A morcela de arroz traz-me à memória os tempos da matança
que, tal como eu me lembro dela em casa dos meus pais e nas de outros
familiares e já referi em “A matança do porco”, era a grande festa familiar.
A matança do porco praticamente desapareceu e, nos casos em
que ainda subsiste na nossa região é, hoje em dia, mero divertimento. Quero
dizer, hoje já não se mata o porco com o fito de obter alimento para durar um
ano, nem se faz a festa da matança como modo de consumir todas as partes do
animal que se não conseguia conservar e paga aos familiares colaboradores da
função que era muito exigente de trabalho. Hoje, quando há matança, o
divertimento é o mote e, precisamente ao contrário de outros tempos, as únicas
partes que se guardam são as que se não conseguem comer.
Em aparente paradoxo, nunca foi tão fácil comer morcela de
arroz como hoje; Há-as todo o ano em abundância, fabricadas em salsicharias
mais ou menos artesanais ou, mesmo, industriais, com qualidade bem apreciável e
origens várias.
Normalmente, as morcelas de arroz são referidas como um
produto típico da alta estremadura ou da região de Leiria e, em defesa dessa
origem e da qualidade do produto, foram criadas a Confraria da Morcela de Arroz
da Alta Estremadura, a Associação de Produtores da Morcela de Arroz de Leiria
e, os problemas associados à sua conservação[i] são,
agora, objecto de teses de mestrado.
A verdade, no entanto é que há (ou havia) produção caseira de
morcelas de arroz em toda a faixa que vai desde o Valado dos Frades e Alcobaça,
até à Batalha, a Ourém, Tomar, Ferreira do Zêzere, Oleiros e Fundão.
As da Batalha e as do Fundão tornaram-se já produtos de
salsicharia industrial e são vulgares nos principais supermercados, onde também
já vi morcela de arroz de Lamego que, aliás, nunca provei.
Também em Espanha se fabricam morcelas de arroz e são
famosas as de Burgos[ii] que se
fazem com sangue e banha de porco, cebola, arroz, pimentão e sal. E, ali ao
lado, por todo o Aragão, faz-se uma morcela parecida que também leva arroz e
variados ingredientes como anis, avelãs e pinhões. [iii]
Até ao Séc. XVIII, quando passou a incorporar-se o arroz na
morcela de Burgos o recheio original era de miolo de pão.

Dados apresentados
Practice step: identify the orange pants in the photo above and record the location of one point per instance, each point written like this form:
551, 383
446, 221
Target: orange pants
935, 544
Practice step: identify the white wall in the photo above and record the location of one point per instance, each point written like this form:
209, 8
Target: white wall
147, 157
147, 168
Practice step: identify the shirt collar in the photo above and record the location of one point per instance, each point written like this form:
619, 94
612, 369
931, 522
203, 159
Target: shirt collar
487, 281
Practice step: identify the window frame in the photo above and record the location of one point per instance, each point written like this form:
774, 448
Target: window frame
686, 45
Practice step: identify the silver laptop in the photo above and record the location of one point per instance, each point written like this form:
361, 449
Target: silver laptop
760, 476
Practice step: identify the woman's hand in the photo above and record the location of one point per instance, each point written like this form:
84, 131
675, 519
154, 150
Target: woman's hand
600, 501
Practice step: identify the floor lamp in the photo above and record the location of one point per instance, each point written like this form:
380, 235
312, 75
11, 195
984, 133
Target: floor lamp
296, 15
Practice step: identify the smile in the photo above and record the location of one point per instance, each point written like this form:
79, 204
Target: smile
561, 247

Exercício a resolver
Transcreva, sem qualquer alteração, o trecho do texto sobre a morcela de arroz que vai de "A morcela de arroz traz-me" a "grande festa familiar.".

Resolução
A morcela de arroz traz-me à memória os tempos da matança
que, tal como eu me lembro dela em casa dos meus pais e nas de outros
familiares e já referi em “A matança do porco”, era a grande festa familiar.